[TEXTAUSZUG]
__________________________________________________

Es war ein Spiel der scheinbar unbegrenzten Möglichkeiten – im Guten wie im Schlechten. Mit einem Sieg gegen die kriselnde TSG aus Hoffenheim hätte sich der BVB auf Rang drei und damit auf den Qualifikationsplatz für die Champions League schieben können. Bei einer Niederlage wären andererseits die Konkurrenten um die Europa League wieder einen Schritt näher herangekommen. Dass das Spiel mit einem 1:1 (0:0)-Unentschieden endete, war daher weder Fisch noch Fleisch, weder schwarz noch weiß – und doch aus Dortmunder Sicht ziemlich niederschmetternd.

__________________________________________________

[VORHANDENE DATEN]
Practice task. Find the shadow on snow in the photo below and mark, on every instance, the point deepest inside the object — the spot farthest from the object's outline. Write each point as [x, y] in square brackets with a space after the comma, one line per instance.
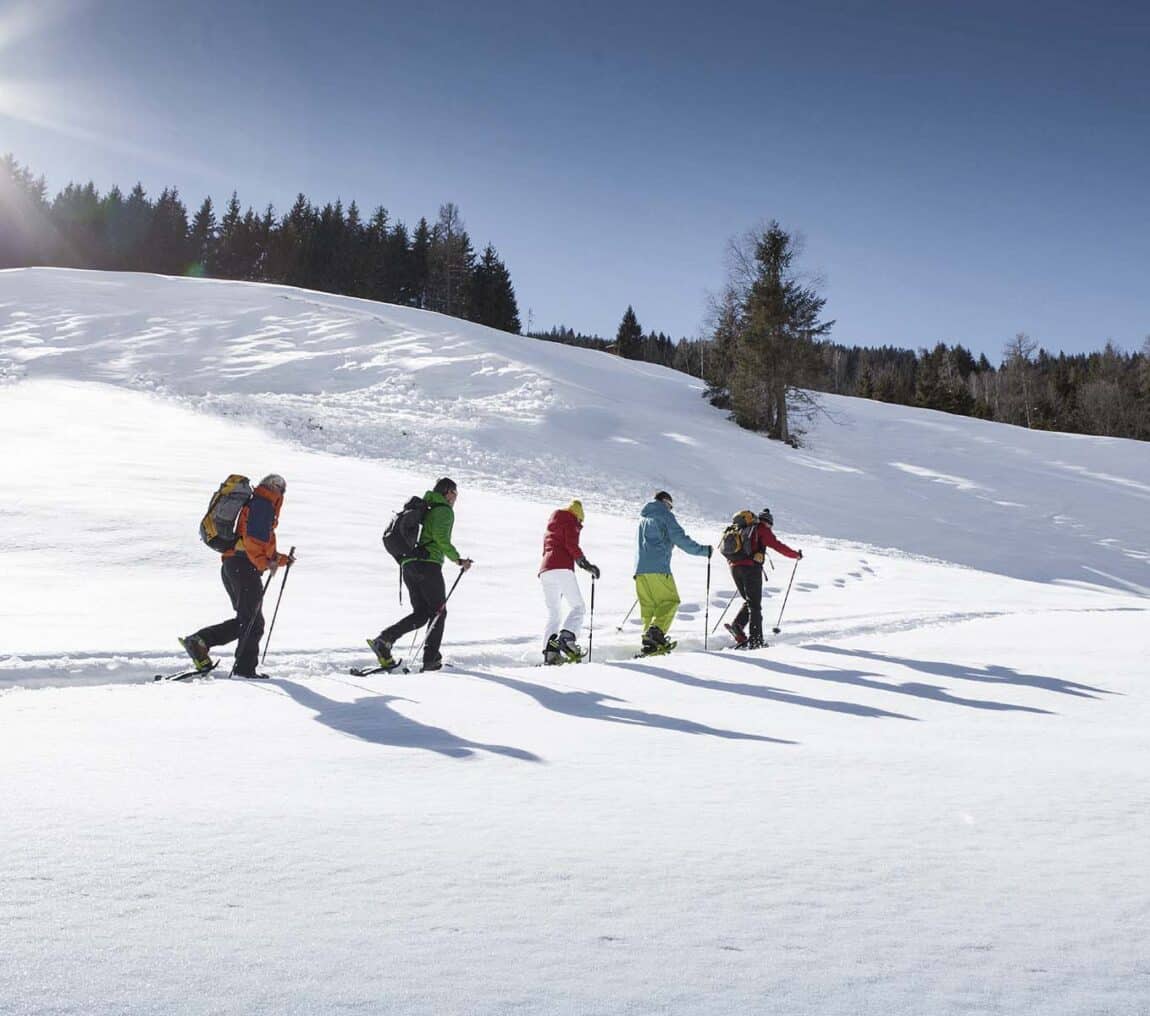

__________________________________________________

[AUFGABENSTELLUNG]
1. Auf welchen Tabellenplatz hätte sich der BVB laut dem Spielbericht über BVB gegen Hoffenheim mit einem Sieg schieben können?
2. Setze den Spielbericht über BVB gegen Hoffenheim im Anschluss an seinen letzten Satz fort.

[LÖSUNGEN]
1. Auf Rang drei, den Qualifikationsplatz für die Champions League.

2.
Schlimmer als das eigentliche Ergebnis, das sich nicht nur für Sven Bender wie eine „gefühlte Niederlage“ anfühlte, waren die Begleitumstände: Mit Mohamed Zidan (Verdacht auf Kreuzbandriss, 27.) und Nuri Sahin (Nasenbeinbruch, 19.) zwei verletzte Stammspieler, eine nicht gegebene Rote Karte gegen Hoffenheims Luiz Gustavo (Tätlichkeit gegen Nelson Valdez, 30.), ein nicht gegebenes Tor durch Lucas Barrios (48.) und der Last-Minute-Ausgleich durch ein halbes Eigentor von Mats Hummels (88.). Wenn es Tage gibt, an denen (fast) alles falsch läuft, dann hatte der BVB so einen am Sonntag erwischt.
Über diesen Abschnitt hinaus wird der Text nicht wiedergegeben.